_Selected passage_
Or do it with a non-production load

AWS could create some machines at a lower cost and lower availability, just something that if goes down doesn't affect you much, or one-off usages.

I'm not sure how migrating machines between nodes happens in S3 or if it's easy to do it (maybe with some downtime)

dkulchenko · on June 18, 2012

With a scheduled test, you have the benefit of having the main power actually working if the backup being tested comes crashing down; seems to me that mitigation would be much quicker in a scheduled test than in a real outage.

excuse-me · on June 18, 2012

But would you rather risk a once in 10years real power failure testing your backups, or would pull the plug once per year to test it yourself?

richardw · on June 18, 2012

I suspect a monthly test - if communicated to customers as well - would drive better customer behaviour, e.g. multi-AZ usage, automated validation of EBS, adding extra machines in another AZ automatically. Maybe start with one or two AZ's with an opt-in from customers.

It's the same as advice to routinely replace your live data from backups. It's not a real backup until you've tested that you can recover from it.

excuse-me · on June 18, 2012

It's an interesting and well studied area of statistics for medical tests.

eg. If you have a test that is 99% accurate and a treatment that harms 1% of the patients and you do this screening of a million people - how common does the disease have to be before you cure more people than you kill ?

gameshot911 · on June 18, 2012

I agree, it sounds like this could have been discovered had the two backup power systems been properly tested.

Note how in the case of backup power, "properly tested" doesn't mean 'Does the generator turn on? Are we getting electricity from it? Ok, pass!'. It means running the backup generator in a way that is consistent with what you would expect in an actual power failure - i.e., for more than just a few minutes.

Same thing with storage backup. Checking your backups isn't just 'was a backup file/image created?', it means _actually trying to recover your systems from those backup files_.

enjo · on June 18, 2012

But what about parts that are going to fail in the next 35 minutes of running, and then you run it for 30. There are too many variables to account for here I think.

_Recorded data_
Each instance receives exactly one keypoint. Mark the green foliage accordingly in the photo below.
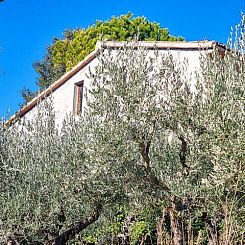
(150, 137)
(65, 53)
(69, 52)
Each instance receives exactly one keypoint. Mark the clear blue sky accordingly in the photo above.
(27, 27)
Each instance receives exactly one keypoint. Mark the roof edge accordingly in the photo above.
(167, 45)
(52, 87)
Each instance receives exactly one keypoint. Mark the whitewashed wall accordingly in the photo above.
(63, 97)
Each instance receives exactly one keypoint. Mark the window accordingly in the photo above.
(78, 98)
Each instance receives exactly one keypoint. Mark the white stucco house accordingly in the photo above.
(68, 91)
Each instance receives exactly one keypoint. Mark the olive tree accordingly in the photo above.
(150, 136)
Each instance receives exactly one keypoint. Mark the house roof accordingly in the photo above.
(196, 45)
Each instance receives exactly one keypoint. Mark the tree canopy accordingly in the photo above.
(65, 53)
(147, 141)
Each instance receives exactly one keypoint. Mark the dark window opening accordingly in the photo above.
(78, 98)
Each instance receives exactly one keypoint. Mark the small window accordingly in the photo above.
(78, 98)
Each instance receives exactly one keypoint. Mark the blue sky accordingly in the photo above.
(27, 27)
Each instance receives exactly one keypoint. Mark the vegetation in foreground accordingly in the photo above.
(65, 53)
(153, 161)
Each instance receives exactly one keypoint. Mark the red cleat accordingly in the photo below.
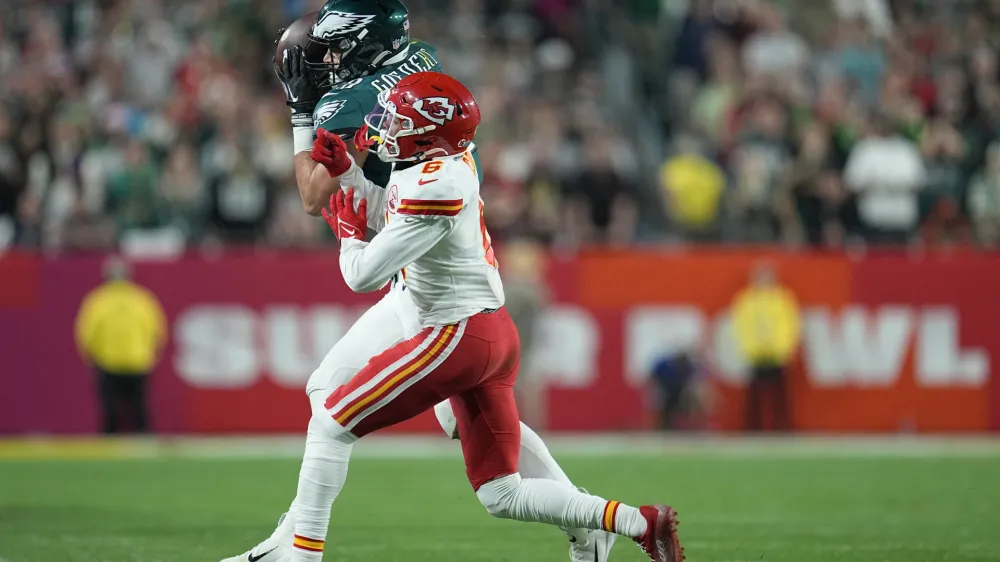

_Problems to solve_
1. From the thread on testing backups, extract the passage from "But would you" to "recover from it.".
2. In the thread on testing backups, what testing schedule is suggested as a way to drive better customer behavior?

_List of solutions_
1.
But would you rather risk a once in 10years real power failure testing your backups, or would pull the plug once per year to test it yourself?

richardw · on June 18, 2012

I suspect a monthly test - if communicated to customers as well - would drive better customer behaviour, e.g. multi-AZ usage, automated validation of EBS, adding extra machines in another AZ automatically. Maybe start with one or two AZ's with an opt-in from customers.

It's the same as advice to routinely replace your live data from backups. It's not a real backup until you've tested that you can recover from it.

2. A monthly test, communicated to customers as well.